Selection:
"""
Suppose that flaws in plywood occur at random with an average of one flaw per 50 square feet. What is the probability that a 4 foot \(\times 8\) foot sheet will have no flaws? At most one flaw? To get a solution assume that the number of flaws per unit area is Poisson distributed.

Short Answer

Expert verified
To find the probabilities of having no flaws and at most one flaw in a 4 foot × 8 foot plywood sheet, we first calculate the area of the sheet (32 square feet) and the average number of flaws in this area \(\lambda_{sheet} = \frac{1}{50} \times 32\). Using the Poisson probability formula, we then calculate the probability of having no flaws \(P(X=0) = \frac{\lambda_{sheet}^0 e^{-\lambda_{sheet}}}{0!}\), and the probability of having at most one flaw \(P(X \le 1) = P(X=0) + P(X=1) = P(X=0) + \frac{\lambda_{sheet}^1 e^{-\lambda_{sheet}}}{1!}\).

Step by step solution

01

Calculate the area of the plywood sheet and find the average number of flaws in that area

First, we need to find the area of the plywood sheet: Area = length × width = \(4 \times 8 = \) 32 square feet Now, we can find the average number of flaws in this area: \(\lambda_{sheet} = \frac{1}{50} \times 32\)
"""
Data block:
"""
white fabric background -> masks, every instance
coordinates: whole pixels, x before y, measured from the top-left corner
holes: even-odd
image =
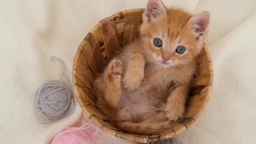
"""
Goal A: Reproduce the plywood flaw problem from "Suppose that flaws" through "is Poisson distributed.".
Goal B: In the plywood flaw problem, what is the area of the 4 foot × 8 foot sheet?

Task output A:
Suppose that flaws in plywood occur at random with an average of one flaw per 50 square feet. What is the probability that a 4 foot \(\times 8\) foot sheet will have no flaws? At most one flaw? To get a solution assume that the number of flaws per unit area is Poisson distributed.

Task output B: 32 square feet.